**ARTICLE:**
--- Start ---

# Pat's Trains?



## Don Trinko (Oct 23, 2012)

I emailed Pat's Trains via there email system last week and did not receive a reply. 
Does there email (on there web site) work? Don


----------



## gunrunnerjohn (Nov 10, 2010)

They have a phone number, call them.

Patrick's Trains
142 29th Street
Wheeling, WV 26003
*304-232-0714*


Monday - 11:00 AM to 5:00 PM
Tuesday - 11:00 AM to 5:00 PM
Wednesday - 11:00 AM to 5:00 PM
Thursday - 11:00 AM to 5:00 PM
Friday - 11:00 AM to 5:00 PM
Saturday - 10:00 AM to 4:00 PM


----------



## Big Ed (Jun 16, 2009)

For others who never heard of them,

http://www.patstrains.com/


Good people to deal with?


----------



## gunrunnerjohn (Nov 10, 2010)

Yep, all my dealings with Pat have been very good. He even went out of his way to find the little tender I used on my K-Line Porter TMCC upgrade project, those were hard to track down.


----------



## Don Trinko (Oct 23, 2012)

I know they have a phone number. My concern was that they did not answer my email question. If they never got it that means there site email does not work, if they got it but did not answer, that is my concern. Don


----------



## Big Ed (Jun 16, 2009)

Maybe they were closed for the holidays?

Shoot them another e mail?


----------



## gunrunnerjohn (Nov 10, 2010)

I've exchanged emails with Pat a couple of times, he always answered me. Maybe he doesn't like you for some reason. 

I'm sure it's just an oversight, don't give up because of one email.

--- End ---

**EXERCISE A:**
How many lines of the records contain the word "wooden"? Reply with the number alone.

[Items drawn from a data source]
--- Start ---

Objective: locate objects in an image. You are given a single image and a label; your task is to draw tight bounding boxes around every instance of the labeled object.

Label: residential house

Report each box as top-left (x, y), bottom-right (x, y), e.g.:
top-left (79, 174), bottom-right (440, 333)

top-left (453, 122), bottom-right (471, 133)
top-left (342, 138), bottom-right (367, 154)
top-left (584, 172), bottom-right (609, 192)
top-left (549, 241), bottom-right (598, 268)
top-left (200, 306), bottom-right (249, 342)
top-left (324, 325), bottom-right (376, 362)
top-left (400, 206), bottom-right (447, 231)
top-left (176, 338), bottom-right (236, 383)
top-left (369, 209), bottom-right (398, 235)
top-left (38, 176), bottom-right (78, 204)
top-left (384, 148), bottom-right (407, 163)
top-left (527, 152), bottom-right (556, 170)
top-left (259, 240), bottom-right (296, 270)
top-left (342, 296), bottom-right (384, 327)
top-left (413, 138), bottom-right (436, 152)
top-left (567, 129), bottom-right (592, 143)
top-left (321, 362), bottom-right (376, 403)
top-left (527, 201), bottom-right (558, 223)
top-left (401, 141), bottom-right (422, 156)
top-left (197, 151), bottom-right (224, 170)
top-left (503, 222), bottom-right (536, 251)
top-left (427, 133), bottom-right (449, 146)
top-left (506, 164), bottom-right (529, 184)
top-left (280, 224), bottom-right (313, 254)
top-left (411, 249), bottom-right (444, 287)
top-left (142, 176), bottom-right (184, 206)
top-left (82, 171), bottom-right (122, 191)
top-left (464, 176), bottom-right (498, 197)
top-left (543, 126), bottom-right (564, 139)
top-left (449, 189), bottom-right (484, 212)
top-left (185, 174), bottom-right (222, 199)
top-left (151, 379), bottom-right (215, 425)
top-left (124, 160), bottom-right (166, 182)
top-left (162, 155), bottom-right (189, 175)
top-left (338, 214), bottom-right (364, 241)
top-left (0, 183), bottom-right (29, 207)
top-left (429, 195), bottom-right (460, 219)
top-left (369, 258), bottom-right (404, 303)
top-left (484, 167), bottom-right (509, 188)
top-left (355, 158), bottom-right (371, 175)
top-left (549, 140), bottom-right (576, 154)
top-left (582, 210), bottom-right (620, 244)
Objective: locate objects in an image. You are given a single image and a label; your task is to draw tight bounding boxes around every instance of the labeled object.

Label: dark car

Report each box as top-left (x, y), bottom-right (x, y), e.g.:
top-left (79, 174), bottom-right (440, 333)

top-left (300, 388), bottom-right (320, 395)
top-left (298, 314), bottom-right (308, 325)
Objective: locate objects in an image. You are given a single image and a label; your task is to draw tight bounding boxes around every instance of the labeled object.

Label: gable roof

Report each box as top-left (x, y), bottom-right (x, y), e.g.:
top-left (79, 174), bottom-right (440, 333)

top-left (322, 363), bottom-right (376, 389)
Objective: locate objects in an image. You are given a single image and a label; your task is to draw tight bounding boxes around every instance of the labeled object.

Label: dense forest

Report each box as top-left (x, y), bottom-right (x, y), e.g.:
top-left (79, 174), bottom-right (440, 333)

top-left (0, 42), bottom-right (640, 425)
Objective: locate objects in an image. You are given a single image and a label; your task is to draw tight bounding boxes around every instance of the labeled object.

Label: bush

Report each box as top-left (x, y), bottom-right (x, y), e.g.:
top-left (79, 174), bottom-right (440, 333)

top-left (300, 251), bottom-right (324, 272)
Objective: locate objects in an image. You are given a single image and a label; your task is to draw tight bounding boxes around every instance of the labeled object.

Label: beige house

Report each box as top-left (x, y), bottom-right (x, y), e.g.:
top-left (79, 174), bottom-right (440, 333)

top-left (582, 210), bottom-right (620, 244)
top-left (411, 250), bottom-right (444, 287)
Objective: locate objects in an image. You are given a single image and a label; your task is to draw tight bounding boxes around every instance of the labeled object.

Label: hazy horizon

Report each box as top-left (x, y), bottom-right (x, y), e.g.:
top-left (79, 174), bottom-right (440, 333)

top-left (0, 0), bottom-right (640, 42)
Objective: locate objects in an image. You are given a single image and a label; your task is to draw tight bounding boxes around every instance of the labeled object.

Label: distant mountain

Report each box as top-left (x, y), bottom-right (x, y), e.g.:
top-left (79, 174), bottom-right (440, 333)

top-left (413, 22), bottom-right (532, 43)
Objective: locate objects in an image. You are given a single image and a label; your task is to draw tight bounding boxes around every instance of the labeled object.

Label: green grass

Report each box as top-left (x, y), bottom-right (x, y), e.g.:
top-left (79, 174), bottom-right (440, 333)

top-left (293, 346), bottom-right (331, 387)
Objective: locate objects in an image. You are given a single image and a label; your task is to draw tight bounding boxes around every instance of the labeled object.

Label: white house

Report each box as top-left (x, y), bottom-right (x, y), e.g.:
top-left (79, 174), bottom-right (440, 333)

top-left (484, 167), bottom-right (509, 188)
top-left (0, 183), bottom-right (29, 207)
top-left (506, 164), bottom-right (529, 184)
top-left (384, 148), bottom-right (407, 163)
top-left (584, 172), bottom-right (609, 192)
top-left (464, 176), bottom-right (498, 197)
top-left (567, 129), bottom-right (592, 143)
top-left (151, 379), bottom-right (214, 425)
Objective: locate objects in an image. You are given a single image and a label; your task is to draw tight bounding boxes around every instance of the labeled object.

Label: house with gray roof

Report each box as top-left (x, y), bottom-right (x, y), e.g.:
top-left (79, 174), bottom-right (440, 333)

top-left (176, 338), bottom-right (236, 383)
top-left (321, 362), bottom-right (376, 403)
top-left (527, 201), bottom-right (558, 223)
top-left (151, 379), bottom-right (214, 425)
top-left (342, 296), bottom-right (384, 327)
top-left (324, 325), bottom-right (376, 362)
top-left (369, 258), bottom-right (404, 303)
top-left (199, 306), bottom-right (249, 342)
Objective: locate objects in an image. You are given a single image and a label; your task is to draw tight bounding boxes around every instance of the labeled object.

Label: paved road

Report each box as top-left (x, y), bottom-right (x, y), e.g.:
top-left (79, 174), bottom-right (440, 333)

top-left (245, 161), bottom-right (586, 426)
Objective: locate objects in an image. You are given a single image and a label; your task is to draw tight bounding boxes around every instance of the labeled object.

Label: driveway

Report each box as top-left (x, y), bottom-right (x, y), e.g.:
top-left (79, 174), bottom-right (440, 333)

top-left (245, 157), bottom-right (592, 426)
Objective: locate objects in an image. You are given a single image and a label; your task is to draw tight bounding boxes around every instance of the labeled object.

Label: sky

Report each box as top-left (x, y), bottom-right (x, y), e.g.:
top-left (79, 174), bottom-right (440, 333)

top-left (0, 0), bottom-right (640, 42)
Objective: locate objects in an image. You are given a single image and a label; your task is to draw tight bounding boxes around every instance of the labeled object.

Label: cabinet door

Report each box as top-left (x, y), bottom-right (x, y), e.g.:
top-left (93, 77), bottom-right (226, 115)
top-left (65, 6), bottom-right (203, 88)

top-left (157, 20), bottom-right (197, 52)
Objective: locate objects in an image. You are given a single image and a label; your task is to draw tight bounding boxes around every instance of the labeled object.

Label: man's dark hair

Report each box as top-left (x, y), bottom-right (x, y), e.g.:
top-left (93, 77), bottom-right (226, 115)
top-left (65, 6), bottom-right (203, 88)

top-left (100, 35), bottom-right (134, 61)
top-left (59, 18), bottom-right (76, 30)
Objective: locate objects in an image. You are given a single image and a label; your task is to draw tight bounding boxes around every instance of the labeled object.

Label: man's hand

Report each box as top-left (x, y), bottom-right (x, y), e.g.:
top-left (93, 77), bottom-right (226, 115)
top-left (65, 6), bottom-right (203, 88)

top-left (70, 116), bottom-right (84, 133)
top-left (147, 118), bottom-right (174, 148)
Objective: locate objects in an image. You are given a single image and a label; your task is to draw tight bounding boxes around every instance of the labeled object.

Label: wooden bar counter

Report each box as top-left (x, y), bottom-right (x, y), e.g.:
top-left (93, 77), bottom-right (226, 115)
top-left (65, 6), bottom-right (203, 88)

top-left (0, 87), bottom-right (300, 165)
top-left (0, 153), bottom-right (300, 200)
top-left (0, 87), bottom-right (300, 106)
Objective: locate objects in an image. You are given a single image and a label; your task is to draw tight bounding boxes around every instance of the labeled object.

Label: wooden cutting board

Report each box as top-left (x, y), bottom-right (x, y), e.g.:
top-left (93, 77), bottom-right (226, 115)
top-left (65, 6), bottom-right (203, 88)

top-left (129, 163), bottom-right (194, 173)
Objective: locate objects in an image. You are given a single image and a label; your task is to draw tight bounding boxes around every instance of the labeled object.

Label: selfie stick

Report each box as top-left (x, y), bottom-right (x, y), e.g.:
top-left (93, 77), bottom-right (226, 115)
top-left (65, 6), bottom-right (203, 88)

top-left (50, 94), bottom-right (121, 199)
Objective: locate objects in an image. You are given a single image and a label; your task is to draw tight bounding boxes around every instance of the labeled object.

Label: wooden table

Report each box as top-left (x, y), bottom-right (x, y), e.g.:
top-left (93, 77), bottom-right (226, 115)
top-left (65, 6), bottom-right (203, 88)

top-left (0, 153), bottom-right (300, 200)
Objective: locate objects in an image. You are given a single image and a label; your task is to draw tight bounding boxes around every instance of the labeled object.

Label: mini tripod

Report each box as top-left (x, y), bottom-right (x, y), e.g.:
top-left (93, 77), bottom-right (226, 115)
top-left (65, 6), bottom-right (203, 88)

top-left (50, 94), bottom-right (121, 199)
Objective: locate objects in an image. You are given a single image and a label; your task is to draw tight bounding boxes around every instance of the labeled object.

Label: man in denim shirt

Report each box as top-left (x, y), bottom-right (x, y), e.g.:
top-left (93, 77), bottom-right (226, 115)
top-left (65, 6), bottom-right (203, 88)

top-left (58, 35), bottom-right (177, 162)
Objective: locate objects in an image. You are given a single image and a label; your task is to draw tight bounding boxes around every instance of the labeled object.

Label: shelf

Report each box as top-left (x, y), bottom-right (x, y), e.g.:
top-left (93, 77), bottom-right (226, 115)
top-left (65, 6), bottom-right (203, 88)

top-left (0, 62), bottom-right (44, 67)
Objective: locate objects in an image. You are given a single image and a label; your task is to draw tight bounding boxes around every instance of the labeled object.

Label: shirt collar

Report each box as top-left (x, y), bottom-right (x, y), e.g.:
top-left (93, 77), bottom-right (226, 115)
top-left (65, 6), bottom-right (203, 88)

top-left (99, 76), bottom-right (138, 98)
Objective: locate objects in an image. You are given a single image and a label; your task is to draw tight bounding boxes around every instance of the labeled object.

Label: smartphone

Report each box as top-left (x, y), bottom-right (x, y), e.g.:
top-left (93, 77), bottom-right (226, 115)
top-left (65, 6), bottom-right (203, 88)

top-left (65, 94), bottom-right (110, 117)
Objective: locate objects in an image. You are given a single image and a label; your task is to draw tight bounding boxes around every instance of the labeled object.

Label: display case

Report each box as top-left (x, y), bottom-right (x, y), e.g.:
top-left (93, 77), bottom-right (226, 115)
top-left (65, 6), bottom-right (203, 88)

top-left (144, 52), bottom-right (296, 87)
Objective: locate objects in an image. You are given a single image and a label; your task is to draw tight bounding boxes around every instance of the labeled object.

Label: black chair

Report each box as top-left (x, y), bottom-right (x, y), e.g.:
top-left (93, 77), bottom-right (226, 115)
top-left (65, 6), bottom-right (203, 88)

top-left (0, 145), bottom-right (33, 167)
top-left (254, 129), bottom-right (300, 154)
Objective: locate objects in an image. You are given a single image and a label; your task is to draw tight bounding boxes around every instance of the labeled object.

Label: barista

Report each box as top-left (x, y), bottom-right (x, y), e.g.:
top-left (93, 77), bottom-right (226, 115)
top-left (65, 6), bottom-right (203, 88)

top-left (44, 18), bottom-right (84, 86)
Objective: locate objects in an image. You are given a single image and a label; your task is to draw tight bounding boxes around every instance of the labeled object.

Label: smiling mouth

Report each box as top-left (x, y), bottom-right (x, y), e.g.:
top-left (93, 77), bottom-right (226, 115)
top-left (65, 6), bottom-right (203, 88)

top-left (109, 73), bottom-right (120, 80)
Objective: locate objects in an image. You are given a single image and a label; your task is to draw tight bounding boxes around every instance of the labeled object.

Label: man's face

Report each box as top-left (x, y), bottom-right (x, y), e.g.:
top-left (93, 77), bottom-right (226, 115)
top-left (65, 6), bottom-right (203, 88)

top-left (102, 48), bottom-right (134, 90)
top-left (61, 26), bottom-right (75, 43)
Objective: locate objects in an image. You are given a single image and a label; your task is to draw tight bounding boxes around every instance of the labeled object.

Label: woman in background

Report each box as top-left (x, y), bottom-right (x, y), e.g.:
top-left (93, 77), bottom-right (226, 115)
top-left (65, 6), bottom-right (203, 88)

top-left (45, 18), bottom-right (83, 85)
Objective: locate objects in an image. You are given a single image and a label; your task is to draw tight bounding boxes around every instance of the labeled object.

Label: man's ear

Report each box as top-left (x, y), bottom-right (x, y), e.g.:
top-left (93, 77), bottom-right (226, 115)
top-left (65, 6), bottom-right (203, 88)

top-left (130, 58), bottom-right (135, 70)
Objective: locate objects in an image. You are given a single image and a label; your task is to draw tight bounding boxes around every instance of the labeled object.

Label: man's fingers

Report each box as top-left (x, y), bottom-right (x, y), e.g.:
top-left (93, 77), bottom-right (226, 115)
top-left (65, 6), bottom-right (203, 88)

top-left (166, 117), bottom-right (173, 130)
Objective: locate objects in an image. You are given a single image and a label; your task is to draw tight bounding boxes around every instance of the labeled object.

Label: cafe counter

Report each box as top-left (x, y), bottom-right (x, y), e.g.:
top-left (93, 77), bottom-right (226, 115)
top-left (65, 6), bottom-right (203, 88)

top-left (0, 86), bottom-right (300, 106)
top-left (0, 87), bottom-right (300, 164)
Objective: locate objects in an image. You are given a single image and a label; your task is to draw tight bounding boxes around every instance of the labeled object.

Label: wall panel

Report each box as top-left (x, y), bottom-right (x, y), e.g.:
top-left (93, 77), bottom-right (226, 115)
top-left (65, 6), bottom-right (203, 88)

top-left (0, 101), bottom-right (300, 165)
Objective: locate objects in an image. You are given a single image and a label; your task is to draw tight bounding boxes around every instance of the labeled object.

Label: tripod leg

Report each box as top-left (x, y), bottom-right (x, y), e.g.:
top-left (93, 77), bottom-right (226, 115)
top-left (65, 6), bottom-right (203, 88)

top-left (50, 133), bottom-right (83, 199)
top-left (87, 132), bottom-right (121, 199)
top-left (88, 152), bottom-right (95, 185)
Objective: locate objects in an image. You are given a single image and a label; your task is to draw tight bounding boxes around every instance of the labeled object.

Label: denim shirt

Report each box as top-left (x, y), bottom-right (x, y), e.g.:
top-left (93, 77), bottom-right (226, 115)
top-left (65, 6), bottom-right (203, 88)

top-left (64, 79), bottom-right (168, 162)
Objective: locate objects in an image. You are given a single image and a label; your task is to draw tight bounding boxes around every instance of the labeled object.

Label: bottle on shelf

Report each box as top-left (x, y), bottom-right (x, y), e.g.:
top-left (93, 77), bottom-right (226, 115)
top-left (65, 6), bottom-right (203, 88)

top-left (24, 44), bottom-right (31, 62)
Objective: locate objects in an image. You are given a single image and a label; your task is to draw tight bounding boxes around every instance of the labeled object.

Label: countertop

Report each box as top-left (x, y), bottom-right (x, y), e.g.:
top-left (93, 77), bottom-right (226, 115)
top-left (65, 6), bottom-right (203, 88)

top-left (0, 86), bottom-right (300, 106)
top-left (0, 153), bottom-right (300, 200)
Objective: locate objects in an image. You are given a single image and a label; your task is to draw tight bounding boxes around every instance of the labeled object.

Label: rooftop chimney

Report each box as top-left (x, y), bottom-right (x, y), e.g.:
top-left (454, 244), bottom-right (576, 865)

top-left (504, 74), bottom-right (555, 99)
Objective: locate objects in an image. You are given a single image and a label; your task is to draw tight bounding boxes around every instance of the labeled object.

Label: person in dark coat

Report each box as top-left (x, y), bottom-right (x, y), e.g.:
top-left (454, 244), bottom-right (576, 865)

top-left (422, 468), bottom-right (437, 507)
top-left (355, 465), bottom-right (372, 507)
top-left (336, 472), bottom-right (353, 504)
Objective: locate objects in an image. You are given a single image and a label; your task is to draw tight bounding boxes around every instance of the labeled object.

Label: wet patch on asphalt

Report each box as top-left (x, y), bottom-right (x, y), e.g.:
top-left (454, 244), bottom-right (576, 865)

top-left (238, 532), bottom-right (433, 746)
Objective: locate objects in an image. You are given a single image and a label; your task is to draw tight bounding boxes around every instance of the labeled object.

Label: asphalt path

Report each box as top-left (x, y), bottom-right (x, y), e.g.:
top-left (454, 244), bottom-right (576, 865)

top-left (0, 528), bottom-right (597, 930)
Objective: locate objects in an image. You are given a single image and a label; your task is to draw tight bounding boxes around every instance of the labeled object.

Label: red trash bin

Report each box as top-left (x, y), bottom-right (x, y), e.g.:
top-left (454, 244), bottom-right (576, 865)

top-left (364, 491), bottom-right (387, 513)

--- End ---

**EXERCISE B:**
Continue the forum thread about Pat's Trains from its last post.

**WRITTEN RESPONSE A:**
3

**WRITTEN RESPONSE B:**
----------



## Don Trinko (Oct 23, 2012)

I could understand that if he knew me but he does not know me. Don


----------



## hoscale37 (Nov 20, 2011)

I would send him another email. Wait a week, then send another email. 

If he doesn't respond after the first resent email, then call. 

This is a good standard business practice to follow. 

Just my thoughts.


----------



## mnp13 (Aug 22, 2013)

Sometimes responses get caught in spam filters. Sometimes the outgoing email gets lost in cyber space. Sometimes the incoming email gets lost in cyberspace. There are FAR too many variables to "give up" on a company based on one misdirected communication. 

I program for a living, it happens ALL the time.


----------



## Don Trinko (Oct 23, 2012)

I did send a second. I will wait a day or two before i decide who to buy from. Don


----------



## davidadelp (Sep 17, 2013)

How many other train hobby stores are in WV does anyone know of some good ones?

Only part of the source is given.